● **TASK PROMPT**
Could you report every line from the entries that includes the word "wing"?

● **SUPPLIED MATERIAL**
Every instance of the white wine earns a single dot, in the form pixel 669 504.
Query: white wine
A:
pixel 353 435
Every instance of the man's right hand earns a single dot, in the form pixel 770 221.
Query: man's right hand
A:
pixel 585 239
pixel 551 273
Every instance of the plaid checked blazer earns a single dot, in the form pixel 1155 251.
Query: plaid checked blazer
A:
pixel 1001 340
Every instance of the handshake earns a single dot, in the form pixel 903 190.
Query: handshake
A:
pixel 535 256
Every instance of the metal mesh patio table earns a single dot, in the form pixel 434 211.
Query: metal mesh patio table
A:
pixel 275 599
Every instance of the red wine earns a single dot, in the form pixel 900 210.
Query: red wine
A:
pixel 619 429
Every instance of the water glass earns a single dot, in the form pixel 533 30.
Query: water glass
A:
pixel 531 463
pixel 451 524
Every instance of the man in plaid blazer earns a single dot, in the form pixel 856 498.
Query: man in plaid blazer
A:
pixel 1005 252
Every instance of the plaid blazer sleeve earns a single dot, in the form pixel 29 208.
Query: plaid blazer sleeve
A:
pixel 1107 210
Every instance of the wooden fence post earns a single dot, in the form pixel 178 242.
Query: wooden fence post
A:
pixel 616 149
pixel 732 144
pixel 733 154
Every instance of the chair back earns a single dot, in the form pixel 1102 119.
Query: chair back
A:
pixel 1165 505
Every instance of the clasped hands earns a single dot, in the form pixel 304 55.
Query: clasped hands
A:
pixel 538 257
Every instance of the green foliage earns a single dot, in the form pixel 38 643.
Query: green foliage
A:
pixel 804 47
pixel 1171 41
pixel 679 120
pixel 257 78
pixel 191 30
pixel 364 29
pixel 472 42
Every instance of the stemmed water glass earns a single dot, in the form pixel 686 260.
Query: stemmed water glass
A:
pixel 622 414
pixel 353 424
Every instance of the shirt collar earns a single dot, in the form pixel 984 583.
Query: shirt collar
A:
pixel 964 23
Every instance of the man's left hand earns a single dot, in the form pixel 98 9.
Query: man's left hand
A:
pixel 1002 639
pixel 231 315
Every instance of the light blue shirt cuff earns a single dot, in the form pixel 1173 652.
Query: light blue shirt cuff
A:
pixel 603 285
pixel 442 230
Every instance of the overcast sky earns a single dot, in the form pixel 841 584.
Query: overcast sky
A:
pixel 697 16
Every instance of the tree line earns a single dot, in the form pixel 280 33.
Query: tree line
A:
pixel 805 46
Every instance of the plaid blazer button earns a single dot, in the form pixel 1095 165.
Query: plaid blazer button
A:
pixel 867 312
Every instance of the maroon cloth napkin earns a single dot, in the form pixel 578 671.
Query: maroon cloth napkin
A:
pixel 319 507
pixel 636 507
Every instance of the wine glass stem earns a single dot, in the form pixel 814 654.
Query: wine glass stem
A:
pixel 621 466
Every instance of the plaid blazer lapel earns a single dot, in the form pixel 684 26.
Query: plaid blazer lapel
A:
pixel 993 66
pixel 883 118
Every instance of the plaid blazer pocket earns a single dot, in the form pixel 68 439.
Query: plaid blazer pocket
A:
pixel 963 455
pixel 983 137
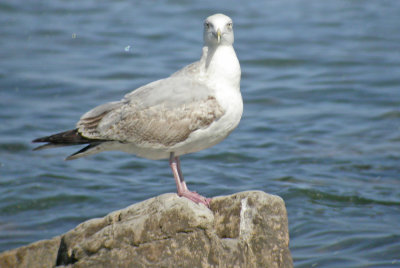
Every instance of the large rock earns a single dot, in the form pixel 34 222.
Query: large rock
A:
pixel 247 229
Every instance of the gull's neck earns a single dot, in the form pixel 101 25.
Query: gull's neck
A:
pixel 220 63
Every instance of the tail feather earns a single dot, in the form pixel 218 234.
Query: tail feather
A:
pixel 68 138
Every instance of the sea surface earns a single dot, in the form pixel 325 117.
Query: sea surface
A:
pixel 321 122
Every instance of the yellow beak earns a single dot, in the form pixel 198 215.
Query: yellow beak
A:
pixel 218 36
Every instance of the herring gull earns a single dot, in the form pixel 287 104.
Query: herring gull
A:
pixel 193 109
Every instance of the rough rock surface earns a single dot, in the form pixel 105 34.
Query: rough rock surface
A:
pixel 247 229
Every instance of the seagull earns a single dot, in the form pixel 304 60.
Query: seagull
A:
pixel 191 110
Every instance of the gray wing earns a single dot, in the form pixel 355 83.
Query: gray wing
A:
pixel 164 112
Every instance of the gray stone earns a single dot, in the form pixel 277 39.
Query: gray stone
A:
pixel 247 229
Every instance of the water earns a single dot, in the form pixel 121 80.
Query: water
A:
pixel 321 125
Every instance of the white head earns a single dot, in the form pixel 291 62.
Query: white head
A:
pixel 218 30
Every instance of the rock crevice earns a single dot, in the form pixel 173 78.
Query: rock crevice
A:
pixel 247 229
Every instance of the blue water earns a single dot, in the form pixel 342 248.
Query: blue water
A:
pixel 321 123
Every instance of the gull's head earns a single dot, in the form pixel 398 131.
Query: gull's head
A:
pixel 218 30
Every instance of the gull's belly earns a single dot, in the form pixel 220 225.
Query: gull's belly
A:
pixel 199 139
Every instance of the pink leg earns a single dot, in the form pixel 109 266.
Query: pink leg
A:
pixel 175 164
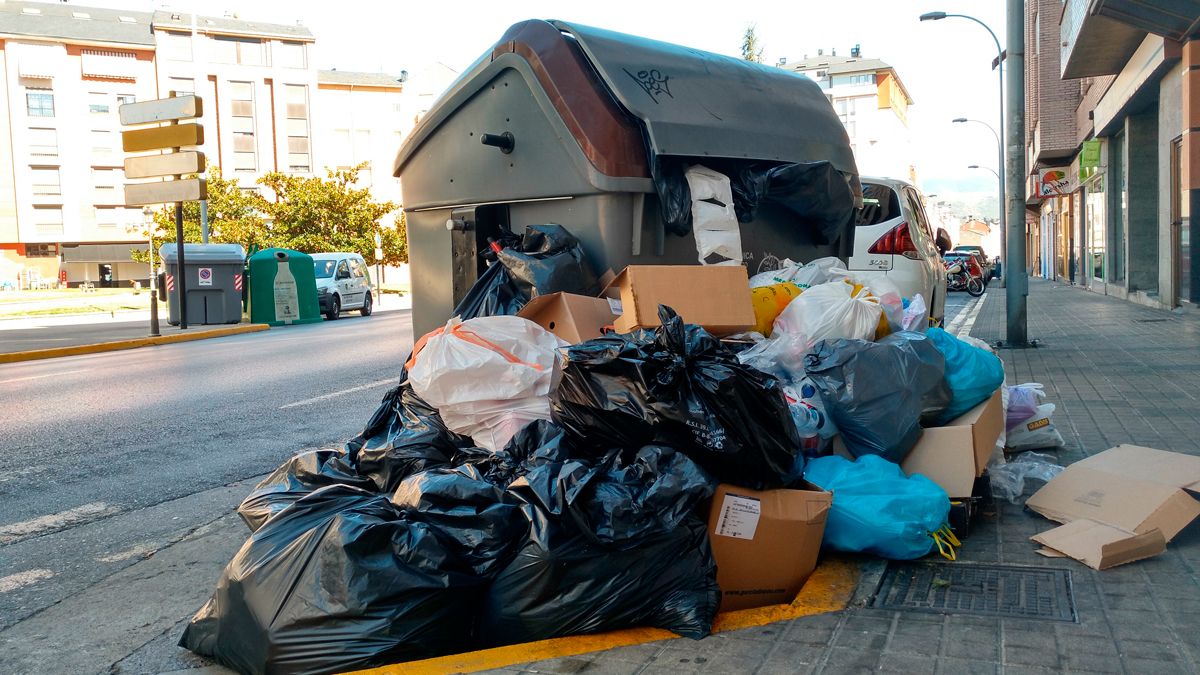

● **REPLY TO THE TASK**
Every instance of the gray wing earns a single dot, in the form pixel 355 83.
Query: gray wing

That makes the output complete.